#### To do
Set down every entry word for word. Omit the pictures.

#### Supplied data
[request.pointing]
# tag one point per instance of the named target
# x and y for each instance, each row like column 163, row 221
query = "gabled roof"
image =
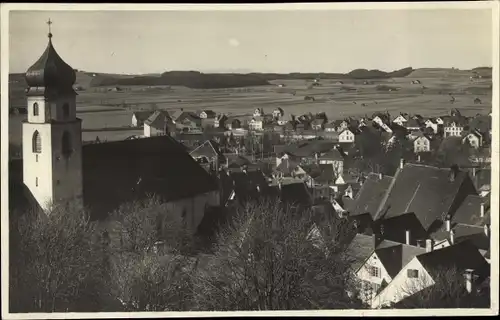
column 208, row 149
column 360, row 249
column 469, row 211
column 121, row 171
column 413, row 123
column 322, row 173
column 462, row 256
column 158, row 119
column 143, row 115
column 370, row 195
column 395, row 257
column 426, row 191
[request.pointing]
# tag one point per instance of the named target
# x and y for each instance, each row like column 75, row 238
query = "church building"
column 56, row 167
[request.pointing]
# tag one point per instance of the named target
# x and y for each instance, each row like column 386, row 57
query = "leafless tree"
column 264, row 261
column 57, row 263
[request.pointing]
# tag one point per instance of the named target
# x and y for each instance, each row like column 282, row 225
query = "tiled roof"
column 481, row 123
column 462, row 256
column 120, row 171
column 394, row 257
column 143, row 115
column 158, row 119
column 469, row 211
column 209, row 149
column 370, row 195
column 360, row 249
column 426, row 191
column 333, row 154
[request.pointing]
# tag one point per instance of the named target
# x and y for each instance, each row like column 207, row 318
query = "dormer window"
column 36, row 142
column 36, row 110
column 66, row 144
column 65, row 111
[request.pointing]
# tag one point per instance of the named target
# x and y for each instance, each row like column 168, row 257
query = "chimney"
column 486, row 230
column 377, row 239
column 453, row 172
column 429, row 244
column 469, row 279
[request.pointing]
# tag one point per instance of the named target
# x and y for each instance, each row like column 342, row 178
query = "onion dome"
column 50, row 71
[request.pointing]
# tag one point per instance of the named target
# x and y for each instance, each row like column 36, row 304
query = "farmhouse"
column 159, row 123
column 422, row 144
column 139, row 117
column 56, row 168
column 346, row 136
column 453, row 127
column 424, row 270
column 383, row 265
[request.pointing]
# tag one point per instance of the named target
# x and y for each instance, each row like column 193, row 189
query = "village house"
column 474, row 139
column 317, row 124
column 419, row 198
column 139, row 117
column 413, row 125
column 425, row 269
column 207, row 118
column 383, row 265
column 220, row 121
column 278, row 113
column 400, row 120
column 454, row 127
column 430, row 123
column 159, row 123
column 422, row 143
column 346, row 136
column 57, row 168
column 259, row 112
column 255, row 124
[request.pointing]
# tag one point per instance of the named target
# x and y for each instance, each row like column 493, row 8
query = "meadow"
column 107, row 113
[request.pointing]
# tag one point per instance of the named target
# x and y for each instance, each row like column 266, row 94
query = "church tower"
column 52, row 135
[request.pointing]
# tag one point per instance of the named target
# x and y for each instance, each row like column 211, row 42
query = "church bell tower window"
column 66, row 111
column 66, row 144
column 36, row 110
column 37, row 142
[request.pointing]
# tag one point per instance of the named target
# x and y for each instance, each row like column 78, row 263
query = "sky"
column 139, row 42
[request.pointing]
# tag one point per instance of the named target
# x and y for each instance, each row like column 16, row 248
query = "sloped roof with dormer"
column 426, row 191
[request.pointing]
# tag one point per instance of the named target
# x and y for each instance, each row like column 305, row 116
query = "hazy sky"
column 260, row 41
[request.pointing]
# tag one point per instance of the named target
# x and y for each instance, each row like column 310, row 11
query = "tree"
column 147, row 258
column 263, row 261
column 57, row 262
column 447, row 290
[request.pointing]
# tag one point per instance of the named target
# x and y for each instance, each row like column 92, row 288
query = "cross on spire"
column 49, row 22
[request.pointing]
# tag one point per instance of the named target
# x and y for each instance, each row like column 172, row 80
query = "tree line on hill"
column 198, row 80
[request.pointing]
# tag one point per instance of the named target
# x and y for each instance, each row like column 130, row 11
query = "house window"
column 412, row 273
column 37, row 142
column 66, row 144
column 374, row 271
column 66, row 111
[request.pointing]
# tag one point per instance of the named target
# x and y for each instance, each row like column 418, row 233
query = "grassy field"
column 101, row 109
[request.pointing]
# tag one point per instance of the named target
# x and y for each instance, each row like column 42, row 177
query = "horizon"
column 132, row 42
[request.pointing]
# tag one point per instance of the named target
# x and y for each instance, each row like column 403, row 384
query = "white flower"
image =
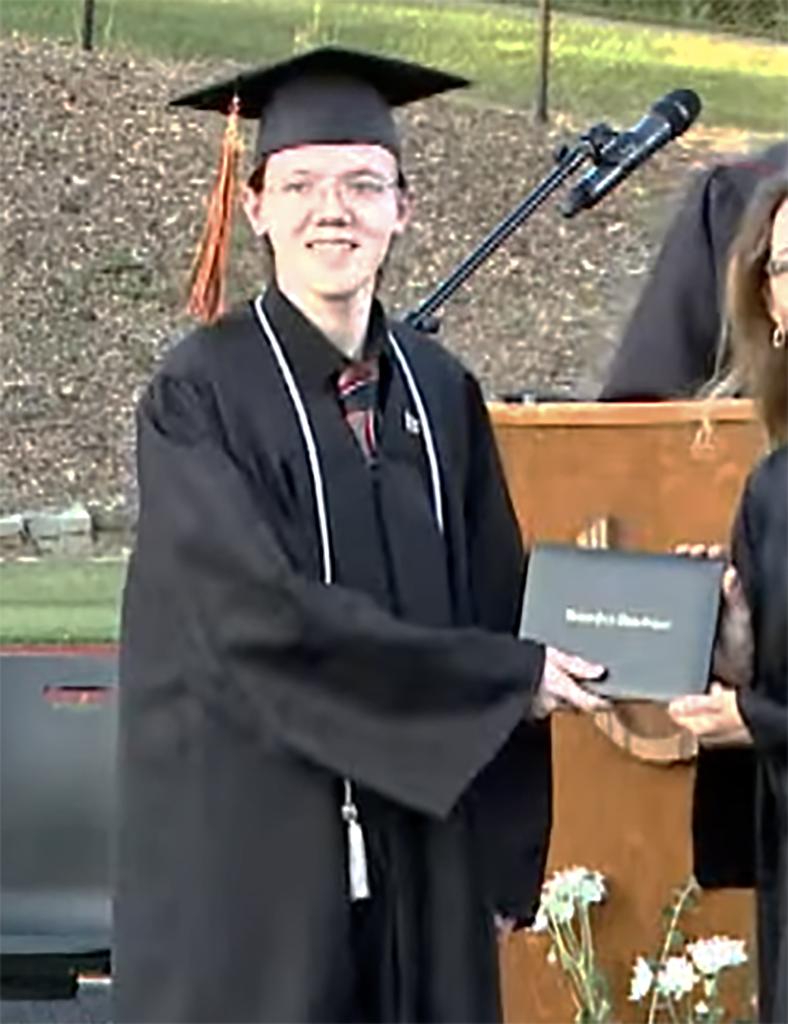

#### Solution for this problem
[request.pointing]
# tag one point per instance of the named target
# x and y for each instance, each row like column 163, row 221
query = "gabled roof"
image =
column 208, row 149
column 360, row 249
column 469, row 211
column 121, row 171
column 413, row 123
column 322, row 173
column 462, row 256
column 158, row 119
column 143, row 115
column 370, row 195
column 395, row 257
column 426, row 191
[request.pointing]
# tag one point per instance of the named target
# x and y for each instance, each row like column 75, row 238
query = "church building"
column 56, row 167
[request.pointing]
# tag one point per instance of the named target
# x and y for each instance, each row like column 386, row 57
query = "leafless tree"
column 264, row 261
column 57, row 263
[request.pointing]
# tag one point per instance of the named target
# x and y for each instance, each row like column 282, row 225
query = "tiled roof"
column 481, row 123
column 462, row 256
column 120, row 171
column 394, row 257
column 143, row 115
column 158, row 119
column 469, row 211
column 209, row 149
column 370, row 195
column 360, row 249
column 426, row 191
column 333, row 154
[request.pointing]
# tag one point per instance of the named target
# x and y for each instance, each row like column 207, row 318
query = "dormer window"
column 36, row 142
column 36, row 110
column 66, row 144
column 65, row 111
[request.pointing]
# tag one point per instance of the named target
# x and y for each instance, each row like column 168, row 257
query = "chimney"
column 486, row 230
column 377, row 239
column 453, row 172
column 429, row 244
column 469, row 279
[request.pointing]
# tag one point per instance of the named target
# x and y for each instance, each row like column 342, row 178
query = "onion dome"
column 50, row 71
[request.pointing]
# tag one point per instance of the named target
# x and y for each instance, each row like column 36, row 304
query = "farmhouse"
column 159, row 123
column 422, row 144
column 139, row 117
column 56, row 168
column 346, row 136
column 453, row 127
column 424, row 270
column 383, row 265
[request.pointing]
# tag one point per instance of the named target
# x and y for each instance, each row like column 193, row 189
query = "village house"
column 474, row 139
column 317, row 124
column 419, row 198
column 139, row 117
column 413, row 125
column 425, row 269
column 207, row 118
column 383, row 265
column 220, row 121
column 278, row 113
column 400, row 120
column 454, row 127
column 430, row 123
column 159, row 123
column 422, row 143
column 346, row 136
column 57, row 168
column 259, row 112
column 255, row 124
[request.pointing]
# tag one point per instance of the named target
# x and y for each instance, each row like column 493, row 8
query = "meadow"
column 107, row 113
[request.pointing]
# tag one point per instance of the named target
# x and y for each instance, each row like column 266, row 94
query = "church tower"
column 52, row 135
[request.pointing]
# tag one point per instance of the named target
# x and y for each instance, each row like column 211, row 42
query = "church bell tower window"
column 66, row 111
column 66, row 144
column 36, row 110
column 37, row 142
[request.pointing]
# tag one point per instance of the named target
# x and y for each instance, each row like column 78, row 263
query = "sky"
column 139, row 42
[request.pointing]
# tag one point per instance of the named target
# x and y for each instance, each row like column 16, row 248
query = "sloped roof with dormer"
column 426, row 191
[request.pointing]
# tag one point per instance of the named target
# x and y for each instance, each row like column 305, row 116
query = "hazy sky"
column 260, row 41
[request.pointing]
# tag one point per instance of the named target
# x and y for each instance, each row like column 310, row 11
query = "tree"
column 147, row 258
column 263, row 261
column 57, row 262
column 447, row 290
[request.pointing]
# tag one point per instance of the named target
# x and y for each instance, each row like column 92, row 288
query = "cross on spire"
column 49, row 22
[request.pointing]
# tag one point per instance of the named target
# x and y for each instance, each row like column 172, row 80
query = "tree line on hill"
column 198, row 80
[request.pointing]
# tag one point per instance of the named target
# x and y for each instance, each row like column 130, row 11
query = "house window"
column 412, row 273
column 37, row 142
column 66, row 144
column 374, row 271
column 66, row 111
[request.pointing]
# tag one point per instance of the named target
# x and y for each instance, each row like column 418, row 233
query = "grassy field"
column 101, row 109
[request.pointing]
# tag one point per instance of the named target
# x and y for each instance, each row like column 42, row 177
query = "horizon"
column 132, row 42
[request.pointing]
# tag one point per instance of the named target
# x and y for each instance, each row like column 403, row 384
query = "white flower"
image =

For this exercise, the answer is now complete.